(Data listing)
======

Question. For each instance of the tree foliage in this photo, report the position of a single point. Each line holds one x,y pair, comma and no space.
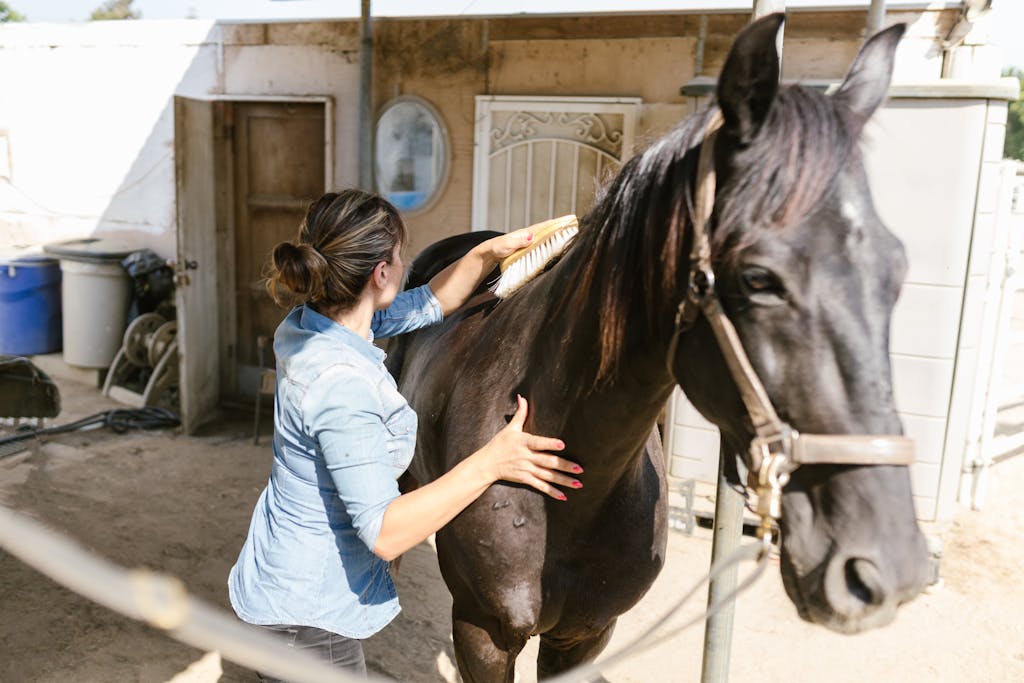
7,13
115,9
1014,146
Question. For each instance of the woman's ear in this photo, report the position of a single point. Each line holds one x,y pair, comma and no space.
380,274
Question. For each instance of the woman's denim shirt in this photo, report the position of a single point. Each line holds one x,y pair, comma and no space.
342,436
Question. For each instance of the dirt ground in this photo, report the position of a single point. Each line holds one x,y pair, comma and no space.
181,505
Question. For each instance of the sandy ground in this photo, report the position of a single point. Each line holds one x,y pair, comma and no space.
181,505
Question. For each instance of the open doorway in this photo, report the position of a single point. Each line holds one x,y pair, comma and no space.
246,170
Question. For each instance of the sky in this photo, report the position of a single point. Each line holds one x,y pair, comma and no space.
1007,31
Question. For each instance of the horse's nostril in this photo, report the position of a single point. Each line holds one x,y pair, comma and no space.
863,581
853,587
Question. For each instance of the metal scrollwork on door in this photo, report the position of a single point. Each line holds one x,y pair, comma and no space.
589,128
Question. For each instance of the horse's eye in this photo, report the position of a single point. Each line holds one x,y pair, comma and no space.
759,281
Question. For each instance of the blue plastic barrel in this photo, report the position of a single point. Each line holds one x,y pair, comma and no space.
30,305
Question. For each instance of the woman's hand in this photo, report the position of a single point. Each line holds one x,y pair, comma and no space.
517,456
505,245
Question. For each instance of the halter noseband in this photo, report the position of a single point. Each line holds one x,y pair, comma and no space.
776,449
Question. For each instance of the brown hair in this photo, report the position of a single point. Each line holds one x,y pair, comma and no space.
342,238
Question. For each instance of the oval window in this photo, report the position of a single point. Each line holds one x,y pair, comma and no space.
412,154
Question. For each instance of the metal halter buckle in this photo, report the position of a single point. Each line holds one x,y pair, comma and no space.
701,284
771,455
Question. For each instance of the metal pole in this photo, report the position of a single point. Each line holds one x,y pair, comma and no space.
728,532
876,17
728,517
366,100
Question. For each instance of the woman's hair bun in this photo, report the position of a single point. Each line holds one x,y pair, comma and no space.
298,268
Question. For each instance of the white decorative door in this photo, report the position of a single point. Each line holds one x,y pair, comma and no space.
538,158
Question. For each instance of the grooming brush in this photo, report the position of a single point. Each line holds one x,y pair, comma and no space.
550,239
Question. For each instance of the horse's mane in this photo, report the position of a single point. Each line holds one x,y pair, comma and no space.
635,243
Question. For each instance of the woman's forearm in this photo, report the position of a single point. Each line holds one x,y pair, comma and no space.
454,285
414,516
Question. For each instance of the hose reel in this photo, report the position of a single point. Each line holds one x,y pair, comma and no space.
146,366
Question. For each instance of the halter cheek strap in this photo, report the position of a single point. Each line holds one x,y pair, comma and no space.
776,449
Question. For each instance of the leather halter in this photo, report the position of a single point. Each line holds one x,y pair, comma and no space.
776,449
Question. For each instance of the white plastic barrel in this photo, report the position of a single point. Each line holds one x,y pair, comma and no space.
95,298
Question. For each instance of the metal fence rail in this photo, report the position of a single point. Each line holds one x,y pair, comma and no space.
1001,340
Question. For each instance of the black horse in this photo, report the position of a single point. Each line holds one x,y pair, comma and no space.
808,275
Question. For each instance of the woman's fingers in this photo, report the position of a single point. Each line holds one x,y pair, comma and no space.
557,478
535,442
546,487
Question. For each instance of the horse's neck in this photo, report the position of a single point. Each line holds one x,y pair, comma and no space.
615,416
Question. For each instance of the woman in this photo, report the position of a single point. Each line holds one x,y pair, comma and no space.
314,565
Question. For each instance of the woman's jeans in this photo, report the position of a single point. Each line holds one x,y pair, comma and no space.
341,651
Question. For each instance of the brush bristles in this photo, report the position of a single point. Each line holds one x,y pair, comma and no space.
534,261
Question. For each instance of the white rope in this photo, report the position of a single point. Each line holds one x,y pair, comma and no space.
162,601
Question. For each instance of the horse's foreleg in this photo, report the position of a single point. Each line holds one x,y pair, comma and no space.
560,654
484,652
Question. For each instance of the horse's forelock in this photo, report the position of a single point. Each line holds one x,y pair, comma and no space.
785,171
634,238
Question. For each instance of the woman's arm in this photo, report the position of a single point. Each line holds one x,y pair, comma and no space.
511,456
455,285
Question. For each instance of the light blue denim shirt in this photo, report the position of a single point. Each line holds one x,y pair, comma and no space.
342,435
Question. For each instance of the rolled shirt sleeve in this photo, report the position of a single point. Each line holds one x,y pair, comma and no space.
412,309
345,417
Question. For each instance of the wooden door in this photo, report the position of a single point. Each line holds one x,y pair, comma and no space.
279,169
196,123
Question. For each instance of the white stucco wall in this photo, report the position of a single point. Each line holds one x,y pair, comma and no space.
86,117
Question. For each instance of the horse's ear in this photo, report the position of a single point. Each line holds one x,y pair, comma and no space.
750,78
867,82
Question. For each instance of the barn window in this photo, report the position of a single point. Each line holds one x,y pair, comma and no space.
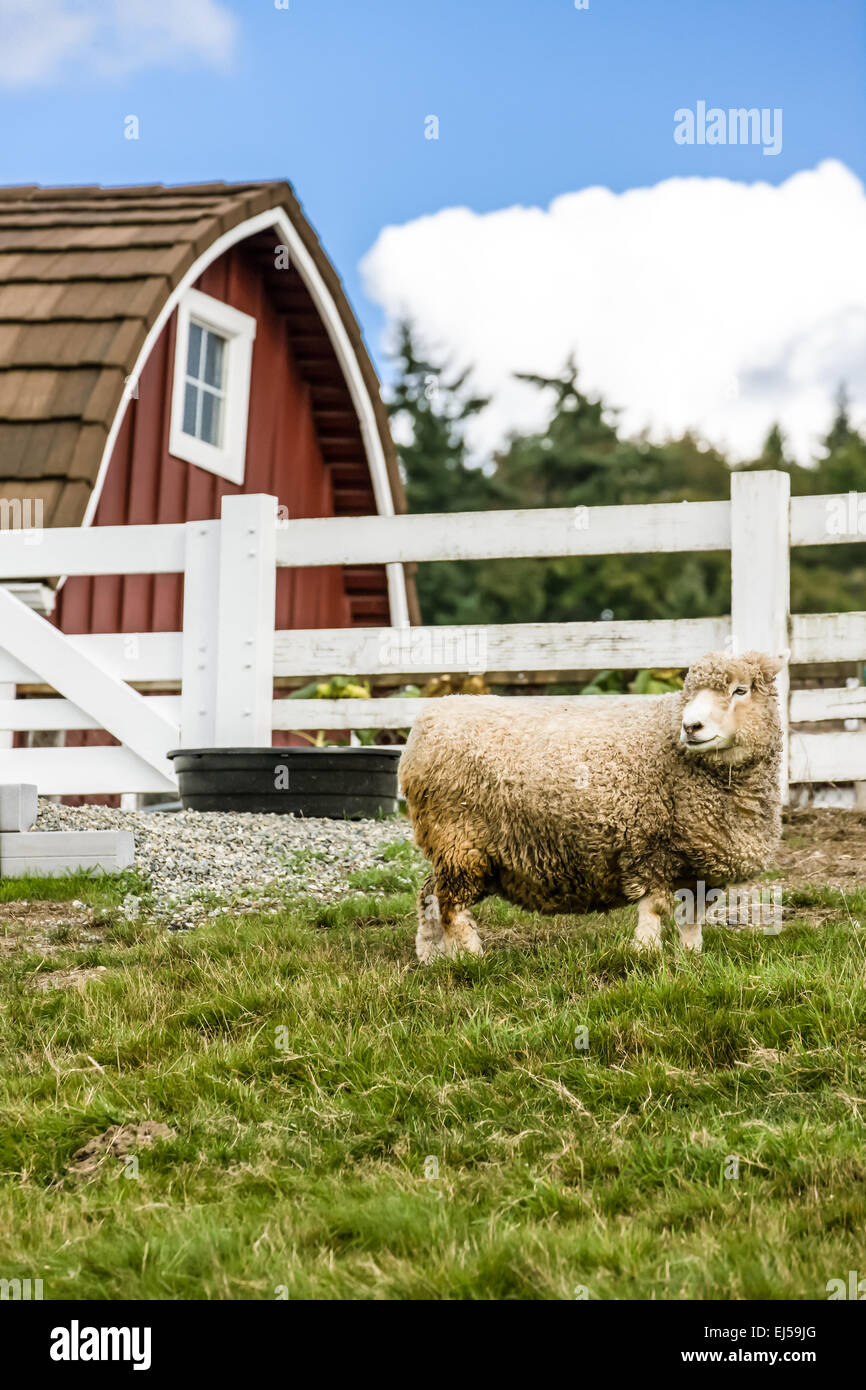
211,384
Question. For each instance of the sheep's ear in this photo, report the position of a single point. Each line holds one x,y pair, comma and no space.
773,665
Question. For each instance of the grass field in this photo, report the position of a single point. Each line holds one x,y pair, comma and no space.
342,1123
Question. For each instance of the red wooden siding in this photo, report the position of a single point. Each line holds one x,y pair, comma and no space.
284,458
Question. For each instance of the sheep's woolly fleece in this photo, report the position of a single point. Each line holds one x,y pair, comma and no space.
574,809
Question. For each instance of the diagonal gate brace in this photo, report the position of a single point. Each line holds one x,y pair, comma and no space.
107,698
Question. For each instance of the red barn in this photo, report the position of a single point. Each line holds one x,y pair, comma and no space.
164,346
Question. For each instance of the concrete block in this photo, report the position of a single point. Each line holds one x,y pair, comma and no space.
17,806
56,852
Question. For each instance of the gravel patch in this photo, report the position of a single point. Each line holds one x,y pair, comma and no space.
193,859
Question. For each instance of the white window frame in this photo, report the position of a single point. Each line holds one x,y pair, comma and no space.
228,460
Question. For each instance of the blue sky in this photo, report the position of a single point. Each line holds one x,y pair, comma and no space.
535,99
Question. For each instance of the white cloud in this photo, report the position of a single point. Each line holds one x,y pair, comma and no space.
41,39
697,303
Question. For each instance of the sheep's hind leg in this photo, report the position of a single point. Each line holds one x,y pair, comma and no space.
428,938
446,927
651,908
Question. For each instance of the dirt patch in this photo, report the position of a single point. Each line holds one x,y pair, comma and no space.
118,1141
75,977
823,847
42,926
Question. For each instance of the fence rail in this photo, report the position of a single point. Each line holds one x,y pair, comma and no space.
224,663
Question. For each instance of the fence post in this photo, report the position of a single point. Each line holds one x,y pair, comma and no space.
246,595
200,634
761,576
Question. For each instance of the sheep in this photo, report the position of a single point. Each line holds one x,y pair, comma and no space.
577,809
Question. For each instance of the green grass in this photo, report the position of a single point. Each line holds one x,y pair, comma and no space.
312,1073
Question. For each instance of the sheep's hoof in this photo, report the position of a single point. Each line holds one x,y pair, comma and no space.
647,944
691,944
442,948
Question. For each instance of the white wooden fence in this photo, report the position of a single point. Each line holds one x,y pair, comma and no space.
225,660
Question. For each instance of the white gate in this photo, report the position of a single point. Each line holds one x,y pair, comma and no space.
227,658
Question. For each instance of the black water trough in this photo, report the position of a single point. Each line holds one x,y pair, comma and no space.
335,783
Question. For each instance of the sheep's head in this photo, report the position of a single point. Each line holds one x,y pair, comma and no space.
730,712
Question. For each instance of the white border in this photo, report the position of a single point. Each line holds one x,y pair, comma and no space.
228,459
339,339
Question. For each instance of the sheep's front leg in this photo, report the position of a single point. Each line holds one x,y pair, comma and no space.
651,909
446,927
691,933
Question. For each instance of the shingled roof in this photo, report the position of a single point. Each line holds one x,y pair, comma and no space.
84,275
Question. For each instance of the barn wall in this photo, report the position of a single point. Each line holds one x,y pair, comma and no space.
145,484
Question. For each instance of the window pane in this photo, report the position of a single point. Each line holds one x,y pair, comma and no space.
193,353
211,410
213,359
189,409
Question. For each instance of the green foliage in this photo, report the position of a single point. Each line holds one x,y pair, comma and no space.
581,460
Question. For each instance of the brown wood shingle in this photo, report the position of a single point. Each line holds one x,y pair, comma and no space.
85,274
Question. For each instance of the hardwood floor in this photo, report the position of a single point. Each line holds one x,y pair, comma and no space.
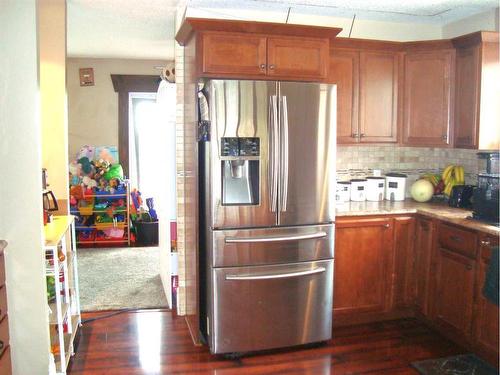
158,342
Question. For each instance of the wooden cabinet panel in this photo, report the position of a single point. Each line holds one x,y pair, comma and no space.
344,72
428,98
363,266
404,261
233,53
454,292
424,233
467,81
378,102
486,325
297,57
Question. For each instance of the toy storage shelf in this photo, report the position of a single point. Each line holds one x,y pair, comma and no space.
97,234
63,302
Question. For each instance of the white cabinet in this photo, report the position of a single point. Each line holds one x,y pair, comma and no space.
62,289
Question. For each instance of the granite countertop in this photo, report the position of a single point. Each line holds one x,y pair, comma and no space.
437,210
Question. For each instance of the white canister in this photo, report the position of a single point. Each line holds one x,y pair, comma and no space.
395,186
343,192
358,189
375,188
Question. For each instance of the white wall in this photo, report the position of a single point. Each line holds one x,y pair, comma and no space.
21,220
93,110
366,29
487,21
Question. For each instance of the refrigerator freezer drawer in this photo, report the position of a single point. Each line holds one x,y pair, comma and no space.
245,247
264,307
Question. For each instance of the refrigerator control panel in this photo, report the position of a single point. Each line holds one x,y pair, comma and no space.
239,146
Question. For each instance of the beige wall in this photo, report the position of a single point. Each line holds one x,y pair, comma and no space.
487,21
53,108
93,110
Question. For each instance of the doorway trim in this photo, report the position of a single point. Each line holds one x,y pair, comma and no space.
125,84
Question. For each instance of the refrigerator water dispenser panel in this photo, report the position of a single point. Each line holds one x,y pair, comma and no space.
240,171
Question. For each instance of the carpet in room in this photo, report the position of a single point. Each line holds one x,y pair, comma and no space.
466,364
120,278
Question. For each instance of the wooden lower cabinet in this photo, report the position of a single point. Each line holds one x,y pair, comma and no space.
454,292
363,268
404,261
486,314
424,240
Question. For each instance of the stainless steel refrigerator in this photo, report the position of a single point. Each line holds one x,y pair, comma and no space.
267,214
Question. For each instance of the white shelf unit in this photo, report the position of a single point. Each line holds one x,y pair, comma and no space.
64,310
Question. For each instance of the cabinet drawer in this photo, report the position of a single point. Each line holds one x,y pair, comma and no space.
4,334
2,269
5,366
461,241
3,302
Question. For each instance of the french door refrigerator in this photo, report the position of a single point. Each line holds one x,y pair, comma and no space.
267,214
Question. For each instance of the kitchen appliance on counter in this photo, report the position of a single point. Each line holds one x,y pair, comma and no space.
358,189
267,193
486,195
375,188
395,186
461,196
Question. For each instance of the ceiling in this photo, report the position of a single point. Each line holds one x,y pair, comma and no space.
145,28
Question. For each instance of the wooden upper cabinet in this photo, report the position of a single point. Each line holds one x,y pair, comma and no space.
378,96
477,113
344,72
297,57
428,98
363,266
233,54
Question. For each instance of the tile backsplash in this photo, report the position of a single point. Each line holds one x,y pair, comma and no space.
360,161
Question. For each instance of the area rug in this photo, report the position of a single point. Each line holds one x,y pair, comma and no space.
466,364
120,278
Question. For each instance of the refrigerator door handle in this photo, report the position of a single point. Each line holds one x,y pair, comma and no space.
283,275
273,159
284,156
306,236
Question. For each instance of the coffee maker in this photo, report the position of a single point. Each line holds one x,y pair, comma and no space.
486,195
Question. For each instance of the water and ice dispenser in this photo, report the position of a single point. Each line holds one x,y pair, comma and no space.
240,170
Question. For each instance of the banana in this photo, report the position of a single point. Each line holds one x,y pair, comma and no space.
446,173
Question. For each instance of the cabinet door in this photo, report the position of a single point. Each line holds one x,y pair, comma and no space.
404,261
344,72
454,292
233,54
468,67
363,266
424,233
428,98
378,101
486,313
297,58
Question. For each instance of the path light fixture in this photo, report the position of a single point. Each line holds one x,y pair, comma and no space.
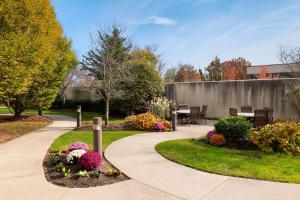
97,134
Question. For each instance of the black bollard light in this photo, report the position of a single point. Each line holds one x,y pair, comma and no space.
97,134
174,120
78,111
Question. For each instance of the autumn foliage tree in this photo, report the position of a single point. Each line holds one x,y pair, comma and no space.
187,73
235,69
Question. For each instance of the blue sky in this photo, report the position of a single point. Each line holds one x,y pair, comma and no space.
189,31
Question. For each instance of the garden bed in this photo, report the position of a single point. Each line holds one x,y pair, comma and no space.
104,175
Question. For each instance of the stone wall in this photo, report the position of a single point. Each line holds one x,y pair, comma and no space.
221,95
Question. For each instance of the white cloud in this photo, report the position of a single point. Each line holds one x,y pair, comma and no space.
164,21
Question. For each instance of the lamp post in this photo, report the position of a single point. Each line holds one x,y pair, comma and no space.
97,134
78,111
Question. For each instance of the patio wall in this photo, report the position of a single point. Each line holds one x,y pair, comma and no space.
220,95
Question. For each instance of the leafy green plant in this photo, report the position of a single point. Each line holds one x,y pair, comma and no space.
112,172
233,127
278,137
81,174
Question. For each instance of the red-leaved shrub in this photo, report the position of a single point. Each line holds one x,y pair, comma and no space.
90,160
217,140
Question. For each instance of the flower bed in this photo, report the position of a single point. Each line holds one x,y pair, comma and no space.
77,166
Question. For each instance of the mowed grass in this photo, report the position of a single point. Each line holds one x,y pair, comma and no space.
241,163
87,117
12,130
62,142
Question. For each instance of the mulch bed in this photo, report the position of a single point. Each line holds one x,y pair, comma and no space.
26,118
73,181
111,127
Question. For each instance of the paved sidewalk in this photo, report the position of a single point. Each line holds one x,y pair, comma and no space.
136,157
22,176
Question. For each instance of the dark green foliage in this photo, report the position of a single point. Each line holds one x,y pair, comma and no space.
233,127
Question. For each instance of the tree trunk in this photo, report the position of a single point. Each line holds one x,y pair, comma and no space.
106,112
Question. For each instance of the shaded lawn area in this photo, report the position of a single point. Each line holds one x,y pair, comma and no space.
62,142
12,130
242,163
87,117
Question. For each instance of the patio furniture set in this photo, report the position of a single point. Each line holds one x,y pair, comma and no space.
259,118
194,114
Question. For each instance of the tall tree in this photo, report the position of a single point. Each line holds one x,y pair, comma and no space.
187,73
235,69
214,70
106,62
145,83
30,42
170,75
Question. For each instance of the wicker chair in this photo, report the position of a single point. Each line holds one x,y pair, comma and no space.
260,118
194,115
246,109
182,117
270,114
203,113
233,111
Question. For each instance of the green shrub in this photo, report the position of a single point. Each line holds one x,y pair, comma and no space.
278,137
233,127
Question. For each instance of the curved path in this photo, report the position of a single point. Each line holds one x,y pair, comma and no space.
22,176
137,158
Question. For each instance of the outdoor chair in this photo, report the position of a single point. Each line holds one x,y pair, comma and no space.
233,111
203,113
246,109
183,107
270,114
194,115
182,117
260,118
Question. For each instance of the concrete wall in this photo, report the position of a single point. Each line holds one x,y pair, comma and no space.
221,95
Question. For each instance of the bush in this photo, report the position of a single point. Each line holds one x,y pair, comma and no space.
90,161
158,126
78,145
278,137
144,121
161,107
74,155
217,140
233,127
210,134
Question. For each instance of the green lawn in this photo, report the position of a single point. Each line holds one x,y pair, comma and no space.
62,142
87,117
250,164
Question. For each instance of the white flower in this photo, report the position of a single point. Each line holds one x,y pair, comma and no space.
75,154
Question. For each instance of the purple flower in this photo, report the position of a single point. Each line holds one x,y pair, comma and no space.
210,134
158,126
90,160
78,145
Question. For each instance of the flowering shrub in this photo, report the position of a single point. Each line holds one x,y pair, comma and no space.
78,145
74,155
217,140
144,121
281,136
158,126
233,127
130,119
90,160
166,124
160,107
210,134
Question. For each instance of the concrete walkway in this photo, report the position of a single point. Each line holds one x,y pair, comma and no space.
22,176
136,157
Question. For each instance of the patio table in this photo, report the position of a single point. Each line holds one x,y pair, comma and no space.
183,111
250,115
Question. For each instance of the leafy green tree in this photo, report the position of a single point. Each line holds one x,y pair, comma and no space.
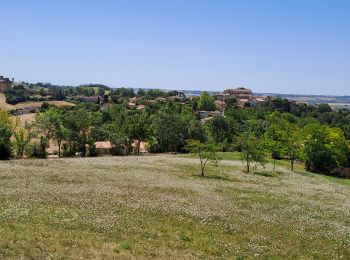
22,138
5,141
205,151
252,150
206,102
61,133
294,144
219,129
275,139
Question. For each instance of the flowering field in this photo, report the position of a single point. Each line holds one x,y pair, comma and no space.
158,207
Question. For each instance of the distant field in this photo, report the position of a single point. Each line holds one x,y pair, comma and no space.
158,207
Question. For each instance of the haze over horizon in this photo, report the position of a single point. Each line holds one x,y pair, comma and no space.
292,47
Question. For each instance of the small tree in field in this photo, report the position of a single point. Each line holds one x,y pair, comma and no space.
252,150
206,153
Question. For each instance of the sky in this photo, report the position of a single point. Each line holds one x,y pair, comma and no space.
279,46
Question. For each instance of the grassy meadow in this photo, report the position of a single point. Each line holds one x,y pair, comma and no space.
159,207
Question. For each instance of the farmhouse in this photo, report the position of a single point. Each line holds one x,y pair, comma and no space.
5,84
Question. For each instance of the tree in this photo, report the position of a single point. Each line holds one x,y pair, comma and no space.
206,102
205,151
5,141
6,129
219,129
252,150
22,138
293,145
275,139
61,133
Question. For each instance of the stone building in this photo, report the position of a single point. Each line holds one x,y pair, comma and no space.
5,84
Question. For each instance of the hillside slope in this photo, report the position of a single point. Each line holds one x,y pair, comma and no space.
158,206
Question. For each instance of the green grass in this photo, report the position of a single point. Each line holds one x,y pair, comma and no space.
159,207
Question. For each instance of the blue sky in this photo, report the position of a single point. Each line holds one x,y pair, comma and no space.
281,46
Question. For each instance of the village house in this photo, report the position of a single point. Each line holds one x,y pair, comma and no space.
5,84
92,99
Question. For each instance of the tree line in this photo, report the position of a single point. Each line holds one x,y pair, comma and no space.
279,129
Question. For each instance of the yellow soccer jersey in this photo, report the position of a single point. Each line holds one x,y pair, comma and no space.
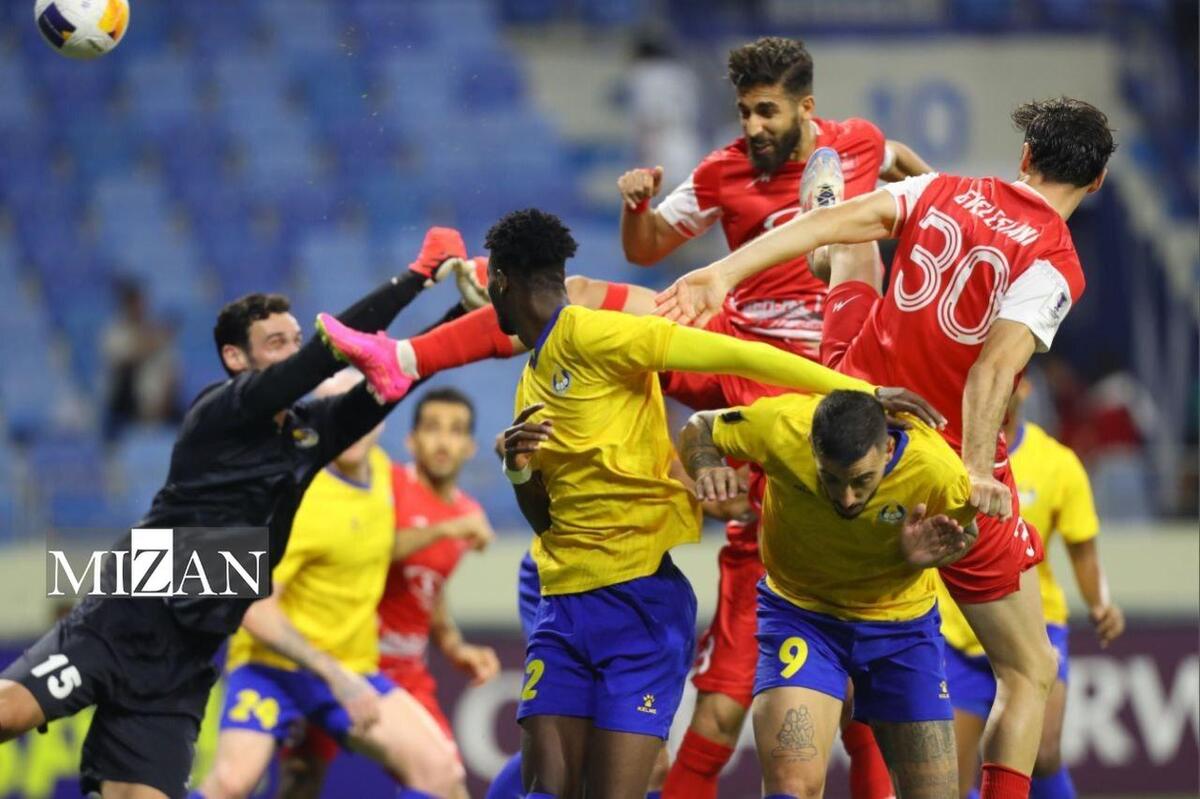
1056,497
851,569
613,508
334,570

======

* **The request**: Copy out the records word for word, starting at the line that contains "Question. For each instance of the tree line" and ending with the last line of the records. Leave out the pictures.

* **Response to this exercise**:
Question. For each instance of the tree line in this photo, report the position of a single point. Each line holds one x,y pair, comma and no space.
279,129
Question. For each instance of the yellow soccer jersey in this photo, report the position of a single point. Each line holds one x,y pair, comma and no space.
1056,497
851,569
613,508
334,570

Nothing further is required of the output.